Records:
+-------+

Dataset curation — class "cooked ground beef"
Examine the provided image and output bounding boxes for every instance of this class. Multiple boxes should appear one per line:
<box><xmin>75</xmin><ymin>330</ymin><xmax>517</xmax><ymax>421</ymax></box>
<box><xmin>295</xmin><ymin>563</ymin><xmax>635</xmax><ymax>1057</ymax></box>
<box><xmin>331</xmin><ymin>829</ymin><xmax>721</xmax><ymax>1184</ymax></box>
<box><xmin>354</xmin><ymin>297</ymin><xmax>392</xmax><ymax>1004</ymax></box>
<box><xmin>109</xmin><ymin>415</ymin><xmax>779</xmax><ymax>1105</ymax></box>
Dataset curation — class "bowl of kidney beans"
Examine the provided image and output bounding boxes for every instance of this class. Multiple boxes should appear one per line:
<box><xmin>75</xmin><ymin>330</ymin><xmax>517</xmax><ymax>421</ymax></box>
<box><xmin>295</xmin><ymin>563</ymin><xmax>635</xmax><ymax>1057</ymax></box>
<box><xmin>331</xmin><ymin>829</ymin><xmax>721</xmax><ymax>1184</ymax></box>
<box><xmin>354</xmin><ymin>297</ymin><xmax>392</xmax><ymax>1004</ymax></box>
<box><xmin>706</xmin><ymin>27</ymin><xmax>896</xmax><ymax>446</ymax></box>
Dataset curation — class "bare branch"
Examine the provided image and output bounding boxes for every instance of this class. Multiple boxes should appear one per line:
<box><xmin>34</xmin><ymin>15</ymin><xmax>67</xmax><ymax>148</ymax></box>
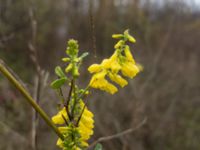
<box><xmin>88</xmin><ymin>118</ymin><xmax>147</xmax><ymax>150</ymax></box>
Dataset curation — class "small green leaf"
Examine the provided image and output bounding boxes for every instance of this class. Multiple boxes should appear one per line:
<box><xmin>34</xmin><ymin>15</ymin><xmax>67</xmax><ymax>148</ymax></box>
<box><xmin>55</xmin><ymin>66</ymin><xmax>66</xmax><ymax>78</ymax></box>
<box><xmin>94</xmin><ymin>143</ymin><xmax>103</xmax><ymax>150</ymax></box>
<box><xmin>79</xmin><ymin>52</ymin><xmax>89</xmax><ymax>59</ymax></box>
<box><xmin>51</xmin><ymin>77</ymin><xmax>67</xmax><ymax>89</ymax></box>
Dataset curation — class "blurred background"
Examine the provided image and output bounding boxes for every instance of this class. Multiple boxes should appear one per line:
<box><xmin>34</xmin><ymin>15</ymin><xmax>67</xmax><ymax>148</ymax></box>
<box><xmin>0</xmin><ymin>0</ymin><xmax>200</xmax><ymax>150</ymax></box>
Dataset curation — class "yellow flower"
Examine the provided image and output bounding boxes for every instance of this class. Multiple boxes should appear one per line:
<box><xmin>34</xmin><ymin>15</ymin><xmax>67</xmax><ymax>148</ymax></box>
<box><xmin>121</xmin><ymin>62</ymin><xmax>140</xmax><ymax>78</ymax></box>
<box><xmin>52</xmin><ymin>107</ymin><xmax>68</xmax><ymax>125</ymax></box>
<box><xmin>124</xmin><ymin>45</ymin><xmax>135</xmax><ymax>64</ymax></box>
<box><xmin>108</xmin><ymin>73</ymin><xmax>128</xmax><ymax>87</ymax></box>
<box><xmin>52</xmin><ymin>101</ymin><xmax>94</xmax><ymax>150</ymax></box>
<box><xmin>114</xmin><ymin>40</ymin><xmax>124</xmax><ymax>49</ymax></box>
<box><xmin>89</xmin><ymin>70</ymin><xmax>118</xmax><ymax>94</ymax></box>
<box><xmin>88</xmin><ymin>64</ymin><xmax>102</xmax><ymax>73</ymax></box>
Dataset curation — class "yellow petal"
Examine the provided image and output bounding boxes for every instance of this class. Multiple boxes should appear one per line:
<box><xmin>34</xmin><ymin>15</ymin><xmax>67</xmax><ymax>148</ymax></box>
<box><xmin>108</xmin><ymin>73</ymin><xmax>128</xmax><ymax>87</ymax></box>
<box><xmin>88</xmin><ymin>64</ymin><xmax>101</xmax><ymax>73</ymax></box>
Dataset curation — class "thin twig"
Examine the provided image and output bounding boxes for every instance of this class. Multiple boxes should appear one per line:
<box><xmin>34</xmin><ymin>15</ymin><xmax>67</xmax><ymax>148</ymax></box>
<box><xmin>89</xmin><ymin>0</ymin><xmax>97</xmax><ymax>58</ymax></box>
<box><xmin>64</xmin><ymin>80</ymin><xmax>74</xmax><ymax>121</ymax></box>
<box><xmin>0</xmin><ymin>59</ymin><xmax>64</xmax><ymax>139</ymax></box>
<box><xmin>88</xmin><ymin>118</ymin><xmax>147</xmax><ymax>150</ymax></box>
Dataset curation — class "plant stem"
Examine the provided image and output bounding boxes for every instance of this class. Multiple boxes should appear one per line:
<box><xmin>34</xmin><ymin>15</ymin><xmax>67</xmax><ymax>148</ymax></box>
<box><xmin>0</xmin><ymin>59</ymin><xmax>64</xmax><ymax>139</ymax></box>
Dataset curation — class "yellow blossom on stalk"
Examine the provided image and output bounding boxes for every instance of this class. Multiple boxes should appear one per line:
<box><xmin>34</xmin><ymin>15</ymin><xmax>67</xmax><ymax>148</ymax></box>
<box><xmin>89</xmin><ymin>70</ymin><xmax>118</xmax><ymax>94</ymax></box>
<box><xmin>52</xmin><ymin>101</ymin><xmax>94</xmax><ymax>150</ymax></box>
<box><xmin>88</xmin><ymin>30</ymin><xmax>142</xmax><ymax>94</ymax></box>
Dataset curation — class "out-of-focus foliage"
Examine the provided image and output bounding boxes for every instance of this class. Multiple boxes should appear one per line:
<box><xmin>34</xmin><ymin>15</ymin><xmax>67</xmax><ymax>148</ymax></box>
<box><xmin>0</xmin><ymin>0</ymin><xmax>200</xmax><ymax>150</ymax></box>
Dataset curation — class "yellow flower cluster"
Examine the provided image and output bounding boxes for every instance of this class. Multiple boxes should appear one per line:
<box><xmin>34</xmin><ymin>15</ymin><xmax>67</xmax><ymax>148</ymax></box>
<box><xmin>52</xmin><ymin>101</ymin><xmax>94</xmax><ymax>150</ymax></box>
<box><xmin>88</xmin><ymin>31</ymin><xmax>141</xmax><ymax>94</ymax></box>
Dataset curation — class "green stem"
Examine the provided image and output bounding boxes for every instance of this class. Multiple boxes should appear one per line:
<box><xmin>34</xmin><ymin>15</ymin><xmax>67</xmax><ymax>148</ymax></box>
<box><xmin>0</xmin><ymin>59</ymin><xmax>64</xmax><ymax>139</ymax></box>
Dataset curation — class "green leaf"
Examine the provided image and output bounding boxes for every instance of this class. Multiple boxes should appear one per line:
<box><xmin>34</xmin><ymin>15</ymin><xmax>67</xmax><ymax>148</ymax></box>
<box><xmin>79</xmin><ymin>52</ymin><xmax>89</xmax><ymax>59</ymax></box>
<box><xmin>55</xmin><ymin>66</ymin><xmax>66</xmax><ymax>78</ymax></box>
<box><xmin>94</xmin><ymin>143</ymin><xmax>103</xmax><ymax>150</ymax></box>
<box><xmin>51</xmin><ymin>77</ymin><xmax>67</xmax><ymax>89</ymax></box>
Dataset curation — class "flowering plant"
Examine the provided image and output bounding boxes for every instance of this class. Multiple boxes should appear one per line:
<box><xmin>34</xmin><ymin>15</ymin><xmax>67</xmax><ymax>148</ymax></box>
<box><xmin>51</xmin><ymin>30</ymin><xmax>142</xmax><ymax>150</ymax></box>
<box><xmin>0</xmin><ymin>30</ymin><xmax>144</xmax><ymax>150</ymax></box>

+-------+

— GIVEN TASK —
Print each record exactly as it stands, leaving the images out.

— ANSWER —
Dataset curation — class "cooked ground beef"
Examine the provided image and output bounding boxes for every instance of this class. Multiple boxes should appear one per line:
<box><xmin>75</xmin><ymin>330</ymin><xmax>517</xmax><ymax>421</ymax></box>
<box><xmin>295</xmin><ymin>563</ymin><xmax>635</xmax><ymax>1057</ymax></box>
<box><xmin>331</xmin><ymin>829</ymin><xmax>721</xmax><ymax>1184</ymax></box>
<box><xmin>354</xmin><ymin>297</ymin><xmax>392</xmax><ymax>1004</ymax></box>
<box><xmin>109</xmin><ymin>415</ymin><xmax>779</xmax><ymax>1105</ymax></box>
Dataset curation — class "bowl of kidney beans"
Examine the provided image and output bounding boxes for every instance of this class. Multiple boxes should appear one per line:
<box><xmin>75</xmin><ymin>330</ymin><xmax>517</xmax><ymax>421</ymax></box>
<box><xmin>295</xmin><ymin>563</ymin><xmax>635</xmax><ymax>1057</ymax></box>
<box><xmin>331</xmin><ymin>829</ymin><xmax>721</xmax><ymax>1184</ymax></box>
<box><xmin>354</xmin><ymin>297</ymin><xmax>392</xmax><ymax>1004</ymax></box>
<box><xmin>706</xmin><ymin>27</ymin><xmax>896</xmax><ymax>446</ymax></box>
Dataset curation — class "bare branch"
Examine the provided image and output bounding boxes for every instance of this class. Multiple boxes should appear one per line:
<box><xmin>34</xmin><ymin>15</ymin><xmax>67</xmax><ymax>148</ymax></box>
<box><xmin>88</xmin><ymin>118</ymin><xmax>147</xmax><ymax>150</ymax></box>
Dataset curation — class "small green leaf"
Examine the provided image and output bounding boxes for every instance of this class. Multiple boxes should appear one per line:
<box><xmin>34</xmin><ymin>15</ymin><xmax>67</xmax><ymax>148</ymax></box>
<box><xmin>55</xmin><ymin>66</ymin><xmax>66</xmax><ymax>78</ymax></box>
<box><xmin>94</xmin><ymin>143</ymin><xmax>103</xmax><ymax>150</ymax></box>
<box><xmin>79</xmin><ymin>52</ymin><xmax>89</xmax><ymax>59</ymax></box>
<box><xmin>51</xmin><ymin>77</ymin><xmax>67</xmax><ymax>89</ymax></box>
Dataset curation — class "blurred background"
Examine the provided image and output bounding boxes for every instance of this class. Multiple boxes should appear one per line:
<box><xmin>34</xmin><ymin>15</ymin><xmax>67</xmax><ymax>148</ymax></box>
<box><xmin>0</xmin><ymin>0</ymin><xmax>200</xmax><ymax>150</ymax></box>
Dataset curation — class "yellow flower"
Examine the provided image and output bounding boxes for every instance of this class. Multiple boxes should appear one per line:
<box><xmin>34</xmin><ymin>15</ymin><xmax>67</xmax><ymax>148</ymax></box>
<box><xmin>121</xmin><ymin>62</ymin><xmax>140</xmax><ymax>78</ymax></box>
<box><xmin>52</xmin><ymin>107</ymin><xmax>68</xmax><ymax>125</ymax></box>
<box><xmin>124</xmin><ymin>45</ymin><xmax>135</xmax><ymax>64</ymax></box>
<box><xmin>108</xmin><ymin>73</ymin><xmax>128</xmax><ymax>87</ymax></box>
<box><xmin>52</xmin><ymin>101</ymin><xmax>94</xmax><ymax>150</ymax></box>
<box><xmin>114</xmin><ymin>40</ymin><xmax>124</xmax><ymax>49</ymax></box>
<box><xmin>89</xmin><ymin>70</ymin><xmax>118</xmax><ymax>94</ymax></box>
<box><xmin>88</xmin><ymin>64</ymin><xmax>102</xmax><ymax>73</ymax></box>
Dataset curation — class "yellow petal"
Examine the provided image and output bounding boxes for every instance of this class. Multiple boxes should appear one per line:
<box><xmin>34</xmin><ymin>15</ymin><xmax>67</xmax><ymax>148</ymax></box>
<box><xmin>108</xmin><ymin>73</ymin><xmax>128</xmax><ymax>87</ymax></box>
<box><xmin>88</xmin><ymin>64</ymin><xmax>101</xmax><ymax>73</ymax></box>
Dataset curation — class "thin twig"
Examine the provided image and output bounding boxes for every instance of this class. Multiple boxes should appear one per line:
<box><xmin>34</xmin><ymin>15</ymin><xmax>67</xmax><ymax>148</ymax></box>
<box><xmin>89</xmin><ymin>0</ymin><xmax>97</xmax><ymax>58</ymax></box>
<box><xmin>64</xmin><ymin>80</ymin><xmax>74</xmax><ymax>121</ymax></box>
<box><xmin>0</xmin><ymin>59</ymin><xmax>64</xmax><ymax>139</ymax></box>
<box><xmin>88</xmin><ymin>118</ymin><xmax>147</xmax><ymax>150</ymax></box>
Dataset curation — class "plant stem"
Examine the provided image and output bounding boxes for every instance of this class. Multiple boxes should appear one per line:
<box><xmin>34</xmin><ymin>15</ymin><xmax>67</xmax><ymax>148</ymax></box>
<box><xmin>0</xmin><ymin>59</ymin><xmax>64</xmax><ymax>139</ymax></box>
Dataset curation — class "yellow blossom on stalk"
Examine the provided image and output bounding boxes for every instance of this class. Multiple boxes should appear one per line:
<box><xmin>34</xmin><ymin>15</ymin><xmax>67</xmax><ymax>148</ymax></box>
<box><xmin>89</xmin><ymin>70</ymin><xmax>118</xmax><ymax>94</ymax></box>
<box><xmin>52</xmin><ymin>101</ymin><xmax>94</xmax><ymax>150</ymax></box>
<box><xmin>88</xmin><ymin>30</ymin><xmax>142</xmax><ymax>94</ymax></box>
Dataset curation — class "out-of-focus foliage"
Examine the provided image and output bounding boxes for every instance of this class. Multiple boxes should appear one per line:
<box><xmin>34</xmin><ymin>15</ymin><xmax>67</xmax><ymax>148</ymax></box>
<box><xmin>0</xmin><ymin>0</ymin><xmax>200</xmax><ymax>150</ymax></box>
Dataset curation — class "yellow flower cluster"
Examine the provided image and output bounding boxes for every instance of this class. Multiple boxes should appear one per line:
<box><xmin>34</xmin><ymin>15</ymin><xmax>67</xmax><ymax>148</ymax></box>
<box><xmin>52</xmin><ymin>101</ymin><xmax>94</xmax><ymax>150</ymax></box>
<box><xmin>88</xmin><ymin>31</ymin><xmax>141</xmax><ymax>94</ymax></box>
Dataset curation — class "green stem"
Examine the provided image and output bounding boxes for every instance of this class. Multiple boxes should appear one per line:
<box><xmin>34</xmin><ymin>15</ymin><xmax>67</xmax><ymax>148</ymax></box>
<box><xmin>0</xmin><ymin>59</ymin><xmax>64</xmax><ymax>139</ymax></box>
Dataset curation — class "green leaf"
Examine the provided image and output bounding boxes for every instance of this class. Multiple boxes should appear one per line:
<box><xmin>34</xmin><ymin>15</ymin><xmax>67</xmax><ymax>148</ymax></box>
<box><xmin>79</xmin><ymin>52</ymin><xmax>89</xmax><ymax>59</ymax></box>
<box><xmin>55</xmin><ymin>66</ymin><xmax>66</xmax><ymax>78</ymax></box>
<box><xmin>94</xmin><ymin>143</ymin><xmax>103</xmax><ymax>150</ymax></box>
<box><xmin>51</xmin><ymin>77</ymin><xmax>67</xmax><ymax>89</ymax></box>
Dataset curation — class "flowering plant"
Examine the provided image and output bounding boxes for every instance of this class. Multiple boxes should appear one per line:
<box><xmin>34</xmin><ymin>15</ymin><xmax>67</xmax><ymax>148</ymax></box>
<box><xmin>51</xmin><ymin>30</ymin><xmax>142</xmax><ymax>150</ymax></box>
<box><xmin>0</xmin><ymin>30</ymin><xmax>144</xmax><ymax>150</ymax></box>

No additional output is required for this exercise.